> **Exercise objective**:
Given the listing below, output exactly the line containing "of the pine" and every line after it through the end.

^^^^^^^^^^^^^^^^

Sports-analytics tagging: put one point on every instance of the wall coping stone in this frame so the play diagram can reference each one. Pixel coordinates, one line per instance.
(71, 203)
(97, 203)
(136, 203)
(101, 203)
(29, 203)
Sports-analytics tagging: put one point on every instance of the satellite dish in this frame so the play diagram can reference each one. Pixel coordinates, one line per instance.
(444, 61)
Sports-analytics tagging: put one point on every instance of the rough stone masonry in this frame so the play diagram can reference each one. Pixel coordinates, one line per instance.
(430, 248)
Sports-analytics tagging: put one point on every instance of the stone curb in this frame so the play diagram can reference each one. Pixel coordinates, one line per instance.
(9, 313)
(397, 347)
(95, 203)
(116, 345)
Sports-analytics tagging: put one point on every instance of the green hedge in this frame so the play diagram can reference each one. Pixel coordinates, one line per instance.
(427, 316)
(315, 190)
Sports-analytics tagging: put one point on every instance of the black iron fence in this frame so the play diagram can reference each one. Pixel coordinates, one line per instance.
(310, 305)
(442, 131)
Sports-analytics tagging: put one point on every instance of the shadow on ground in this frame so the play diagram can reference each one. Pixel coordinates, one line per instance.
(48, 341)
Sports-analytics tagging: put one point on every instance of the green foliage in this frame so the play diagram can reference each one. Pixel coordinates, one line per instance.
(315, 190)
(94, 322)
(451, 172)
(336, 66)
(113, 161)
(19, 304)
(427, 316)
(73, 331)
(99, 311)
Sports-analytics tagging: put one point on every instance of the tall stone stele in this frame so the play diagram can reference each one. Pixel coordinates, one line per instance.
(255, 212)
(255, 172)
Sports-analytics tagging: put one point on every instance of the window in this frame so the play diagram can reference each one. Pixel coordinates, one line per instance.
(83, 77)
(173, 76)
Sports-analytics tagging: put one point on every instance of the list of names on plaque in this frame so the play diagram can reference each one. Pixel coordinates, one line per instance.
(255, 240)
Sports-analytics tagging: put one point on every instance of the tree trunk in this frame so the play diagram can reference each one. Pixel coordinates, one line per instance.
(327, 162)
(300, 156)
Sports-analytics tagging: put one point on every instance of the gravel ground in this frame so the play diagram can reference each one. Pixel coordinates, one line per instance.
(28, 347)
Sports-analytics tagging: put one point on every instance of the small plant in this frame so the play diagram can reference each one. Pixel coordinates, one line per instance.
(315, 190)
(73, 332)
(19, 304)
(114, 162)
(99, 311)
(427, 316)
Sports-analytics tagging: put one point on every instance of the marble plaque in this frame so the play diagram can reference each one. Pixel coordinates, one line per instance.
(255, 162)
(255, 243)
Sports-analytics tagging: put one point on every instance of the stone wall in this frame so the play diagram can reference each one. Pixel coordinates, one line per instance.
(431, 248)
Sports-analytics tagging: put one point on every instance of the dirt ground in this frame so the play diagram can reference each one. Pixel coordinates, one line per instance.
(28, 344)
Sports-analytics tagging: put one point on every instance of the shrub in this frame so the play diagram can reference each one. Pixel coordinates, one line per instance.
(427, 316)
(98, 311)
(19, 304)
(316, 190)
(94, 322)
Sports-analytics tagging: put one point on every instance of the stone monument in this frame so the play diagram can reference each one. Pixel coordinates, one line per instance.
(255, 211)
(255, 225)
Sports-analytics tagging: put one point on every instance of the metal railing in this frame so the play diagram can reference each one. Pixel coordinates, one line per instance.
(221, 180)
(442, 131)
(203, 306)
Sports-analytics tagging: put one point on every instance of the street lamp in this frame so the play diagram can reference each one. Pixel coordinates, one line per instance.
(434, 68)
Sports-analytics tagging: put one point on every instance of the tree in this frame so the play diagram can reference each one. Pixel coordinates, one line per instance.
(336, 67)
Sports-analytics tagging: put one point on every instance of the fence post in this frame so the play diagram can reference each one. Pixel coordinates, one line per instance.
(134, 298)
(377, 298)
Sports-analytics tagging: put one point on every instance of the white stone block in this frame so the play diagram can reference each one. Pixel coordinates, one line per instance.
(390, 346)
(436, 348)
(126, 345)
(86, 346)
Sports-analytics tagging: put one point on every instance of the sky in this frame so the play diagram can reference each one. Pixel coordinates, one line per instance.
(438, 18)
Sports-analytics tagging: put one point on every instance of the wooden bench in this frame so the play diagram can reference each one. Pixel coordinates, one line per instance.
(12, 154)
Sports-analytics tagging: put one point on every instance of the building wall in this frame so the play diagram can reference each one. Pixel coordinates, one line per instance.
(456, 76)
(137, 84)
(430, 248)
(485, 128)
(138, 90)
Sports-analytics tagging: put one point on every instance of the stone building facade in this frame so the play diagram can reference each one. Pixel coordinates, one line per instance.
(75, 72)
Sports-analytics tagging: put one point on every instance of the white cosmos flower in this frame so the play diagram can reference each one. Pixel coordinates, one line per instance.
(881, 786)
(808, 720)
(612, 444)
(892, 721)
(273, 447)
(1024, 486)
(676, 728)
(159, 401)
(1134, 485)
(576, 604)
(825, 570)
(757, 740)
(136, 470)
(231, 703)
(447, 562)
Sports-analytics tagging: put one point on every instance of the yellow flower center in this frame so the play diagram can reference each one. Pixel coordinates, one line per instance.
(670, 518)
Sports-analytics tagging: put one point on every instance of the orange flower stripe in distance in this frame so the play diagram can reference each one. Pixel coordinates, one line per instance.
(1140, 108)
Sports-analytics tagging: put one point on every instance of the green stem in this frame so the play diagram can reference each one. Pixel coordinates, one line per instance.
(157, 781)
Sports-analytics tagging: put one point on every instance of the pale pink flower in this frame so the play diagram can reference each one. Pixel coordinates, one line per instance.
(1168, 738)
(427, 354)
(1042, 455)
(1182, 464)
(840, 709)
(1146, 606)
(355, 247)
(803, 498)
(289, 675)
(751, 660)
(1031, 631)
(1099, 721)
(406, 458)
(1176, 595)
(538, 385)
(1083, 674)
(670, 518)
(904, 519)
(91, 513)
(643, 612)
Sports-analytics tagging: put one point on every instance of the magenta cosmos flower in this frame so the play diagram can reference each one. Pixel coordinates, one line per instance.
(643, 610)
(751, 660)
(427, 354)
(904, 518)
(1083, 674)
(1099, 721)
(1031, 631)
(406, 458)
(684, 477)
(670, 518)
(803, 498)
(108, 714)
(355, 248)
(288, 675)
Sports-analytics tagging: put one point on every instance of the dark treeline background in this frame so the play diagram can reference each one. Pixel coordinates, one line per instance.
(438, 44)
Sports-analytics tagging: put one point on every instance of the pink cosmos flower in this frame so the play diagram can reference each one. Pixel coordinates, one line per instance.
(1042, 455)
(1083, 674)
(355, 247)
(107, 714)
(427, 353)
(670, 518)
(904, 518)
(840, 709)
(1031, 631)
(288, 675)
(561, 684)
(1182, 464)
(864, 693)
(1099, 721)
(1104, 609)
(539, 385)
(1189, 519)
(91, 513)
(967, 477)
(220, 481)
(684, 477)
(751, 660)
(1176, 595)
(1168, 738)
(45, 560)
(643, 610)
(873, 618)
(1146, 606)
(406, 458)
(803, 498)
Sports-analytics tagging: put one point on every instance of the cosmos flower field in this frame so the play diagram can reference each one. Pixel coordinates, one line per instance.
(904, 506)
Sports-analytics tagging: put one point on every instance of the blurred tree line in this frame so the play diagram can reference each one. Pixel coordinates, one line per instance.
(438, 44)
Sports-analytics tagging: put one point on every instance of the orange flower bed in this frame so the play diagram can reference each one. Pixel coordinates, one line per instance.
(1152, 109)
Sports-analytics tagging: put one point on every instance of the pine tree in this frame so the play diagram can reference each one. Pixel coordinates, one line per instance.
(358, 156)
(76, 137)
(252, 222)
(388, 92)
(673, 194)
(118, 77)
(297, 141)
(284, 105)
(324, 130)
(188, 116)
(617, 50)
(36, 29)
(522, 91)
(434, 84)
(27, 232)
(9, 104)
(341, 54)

^^^^^^^^^^^^^^^^

> **Output of the task**:
Sports-analytics tagging: put one point on every instance of the pine tree in this frame so the play diagram can reference each one. Pixel coordinates, one line per instance.
(358, 156)
(76, 137)
(252, 222)
(388, 92)
(673, 194)
(118, 77)
(297, 141)
(284, 105)
(324, 130)
(188, 116)
(617, 50)
(36, 29)
(522, 91)
(434, 84)
(27, 232)
(9, 104)
(341, 54)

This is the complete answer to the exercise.